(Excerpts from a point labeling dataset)
--- start ---

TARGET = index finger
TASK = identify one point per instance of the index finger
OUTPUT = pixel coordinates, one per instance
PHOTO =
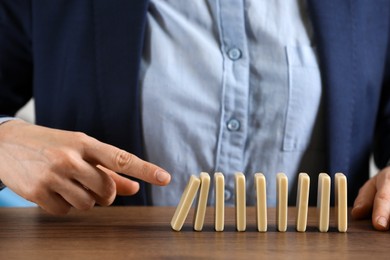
(381, 209)
(119, 160)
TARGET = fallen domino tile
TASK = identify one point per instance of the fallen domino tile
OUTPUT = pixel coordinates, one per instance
(261, 206)
(202, 201)
(323, 202)
(240, 201)
(281, 201)
(341, 202)
(185, 203)
(219, 186)
(302, 201)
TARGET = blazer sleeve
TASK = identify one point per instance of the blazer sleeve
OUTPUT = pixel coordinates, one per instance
(382, 133)
(16, 66)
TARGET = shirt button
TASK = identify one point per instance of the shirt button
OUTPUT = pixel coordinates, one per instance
(228, 195)
(233, 125)
(234, 53)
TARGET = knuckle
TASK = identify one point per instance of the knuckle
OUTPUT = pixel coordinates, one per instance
(108, 194)
(383, 196)
(60, 211)
(145, 170)
(86, 204)
(123, 159)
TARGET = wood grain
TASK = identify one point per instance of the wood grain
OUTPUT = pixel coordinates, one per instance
(145, 232)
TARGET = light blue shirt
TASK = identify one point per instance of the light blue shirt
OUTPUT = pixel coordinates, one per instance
(230, 86)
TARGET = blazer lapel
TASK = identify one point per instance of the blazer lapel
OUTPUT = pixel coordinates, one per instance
(334, 28)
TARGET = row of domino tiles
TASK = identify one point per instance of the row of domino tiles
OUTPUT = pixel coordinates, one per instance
(202, 183)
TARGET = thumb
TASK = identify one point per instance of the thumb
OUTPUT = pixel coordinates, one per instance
(364, 201)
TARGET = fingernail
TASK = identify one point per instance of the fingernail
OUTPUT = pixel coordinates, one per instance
(382, 221)
(163, 176)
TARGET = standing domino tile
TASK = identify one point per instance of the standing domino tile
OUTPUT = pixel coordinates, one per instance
(240, 201)
(261, 206)
(185, 203)
(302, 201)
(341, 202)
(281, 201)
(219, 181)
(323, 202)
(202, 201)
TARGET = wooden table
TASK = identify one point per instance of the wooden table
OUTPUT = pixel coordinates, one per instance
(145, 232)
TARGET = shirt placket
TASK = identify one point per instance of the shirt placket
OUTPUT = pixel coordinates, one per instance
(235, 91)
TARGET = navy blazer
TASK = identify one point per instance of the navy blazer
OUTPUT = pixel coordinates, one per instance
(79, 59)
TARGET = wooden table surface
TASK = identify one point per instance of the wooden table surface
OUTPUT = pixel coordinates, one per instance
(145, 232)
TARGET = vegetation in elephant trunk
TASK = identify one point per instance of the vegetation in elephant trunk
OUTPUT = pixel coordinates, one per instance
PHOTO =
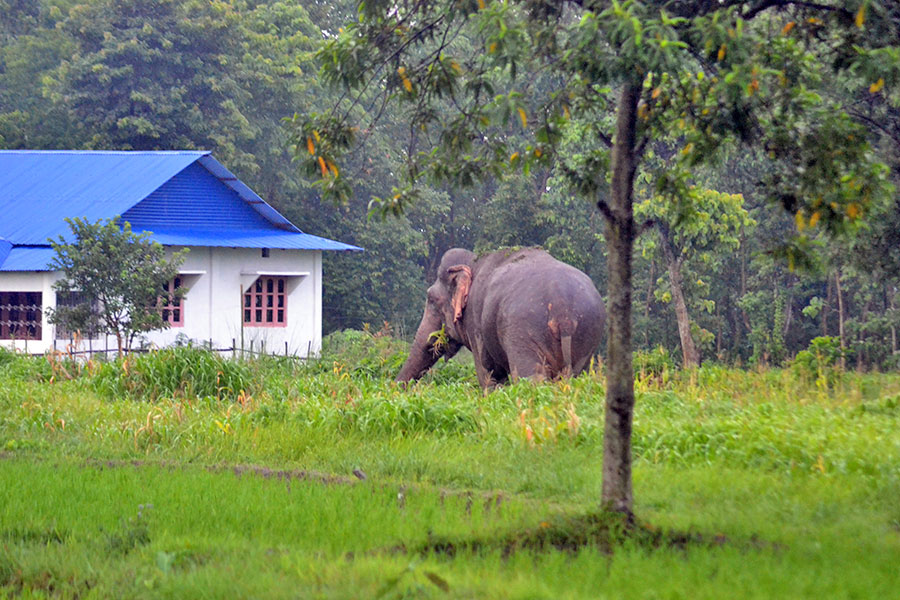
(694, 79)
(429, 345)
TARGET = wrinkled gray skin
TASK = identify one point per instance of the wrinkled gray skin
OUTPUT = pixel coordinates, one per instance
(526, 314)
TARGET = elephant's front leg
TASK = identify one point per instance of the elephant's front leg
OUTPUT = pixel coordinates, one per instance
(489, 375)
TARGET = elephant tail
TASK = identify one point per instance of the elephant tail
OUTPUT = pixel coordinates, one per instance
(566, 328)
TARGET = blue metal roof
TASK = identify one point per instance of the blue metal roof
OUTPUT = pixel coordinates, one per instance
(39, 189)
(182, 197)
(28, 258)
(239, 238)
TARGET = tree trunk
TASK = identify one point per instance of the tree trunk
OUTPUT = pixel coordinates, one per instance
(840, 297)
(891, 295)
(689, 352)
(617, 492)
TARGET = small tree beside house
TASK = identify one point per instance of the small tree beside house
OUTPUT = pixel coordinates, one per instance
(121, 282)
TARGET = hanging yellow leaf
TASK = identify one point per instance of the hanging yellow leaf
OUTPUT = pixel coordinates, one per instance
(753, 87)
(814, 218)
(407, 84)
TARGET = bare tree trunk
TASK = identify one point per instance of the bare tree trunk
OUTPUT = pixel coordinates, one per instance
(892, 294)
(617, 494)
(649, 299)
(690, 354)
(840, 297)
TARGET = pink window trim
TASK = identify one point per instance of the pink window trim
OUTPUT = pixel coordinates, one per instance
(173, 310)
(265, 303)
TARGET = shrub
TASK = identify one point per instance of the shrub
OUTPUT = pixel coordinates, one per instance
(819, 361)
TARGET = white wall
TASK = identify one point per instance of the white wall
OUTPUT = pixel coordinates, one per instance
(31, 281)
(216, 278)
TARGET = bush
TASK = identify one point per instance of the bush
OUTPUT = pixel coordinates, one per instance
(362, 353)
(654, 362)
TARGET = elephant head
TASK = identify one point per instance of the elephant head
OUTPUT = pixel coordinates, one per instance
(440, 332)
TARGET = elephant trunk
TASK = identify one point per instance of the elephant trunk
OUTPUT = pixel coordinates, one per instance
(423, 353)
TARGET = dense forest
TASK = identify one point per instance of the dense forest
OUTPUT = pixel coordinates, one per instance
(227, 75)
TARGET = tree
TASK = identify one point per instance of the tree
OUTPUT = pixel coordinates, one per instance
(711, 75)
(119, 278)
(713, 221)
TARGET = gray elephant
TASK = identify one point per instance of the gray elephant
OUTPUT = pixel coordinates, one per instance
(522, 313)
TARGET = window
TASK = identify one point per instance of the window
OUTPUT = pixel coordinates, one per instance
(71, 300)
(265, 303)
(20, 315)
(171, 306)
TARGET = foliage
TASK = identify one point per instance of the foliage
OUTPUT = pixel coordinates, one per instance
(118, 275)
(655, 363)
(177, 372)
(706, 79)
(820, 362)
(363, 353)
(760, 474)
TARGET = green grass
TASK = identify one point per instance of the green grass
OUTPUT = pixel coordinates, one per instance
(154, 478)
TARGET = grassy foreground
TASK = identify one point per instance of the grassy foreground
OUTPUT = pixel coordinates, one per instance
(182, 475)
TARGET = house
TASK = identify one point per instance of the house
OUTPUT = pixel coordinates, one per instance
(251, 276)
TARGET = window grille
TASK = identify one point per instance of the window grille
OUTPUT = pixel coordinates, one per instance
(71, 300)
(265, 303)
(20, 315)
(172, 307)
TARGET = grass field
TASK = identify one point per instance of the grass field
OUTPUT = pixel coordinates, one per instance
(182, 475)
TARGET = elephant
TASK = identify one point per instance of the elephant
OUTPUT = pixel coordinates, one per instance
(521, 312)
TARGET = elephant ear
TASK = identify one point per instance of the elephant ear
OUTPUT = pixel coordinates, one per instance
(461, 276)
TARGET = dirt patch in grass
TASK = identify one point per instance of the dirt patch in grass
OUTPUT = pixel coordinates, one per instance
(570, 533)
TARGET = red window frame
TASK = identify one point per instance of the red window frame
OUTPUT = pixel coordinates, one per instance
(171, 307)
(21, 314)
(265, 303)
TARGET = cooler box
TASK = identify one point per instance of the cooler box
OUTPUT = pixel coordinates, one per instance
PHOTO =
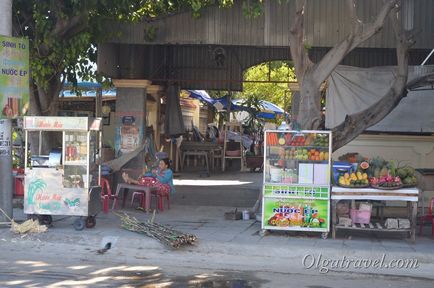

--- end ---

The request – Report how many lines of the records contain the string "bare", matching case exactly. Give only the number.

Completed task – 2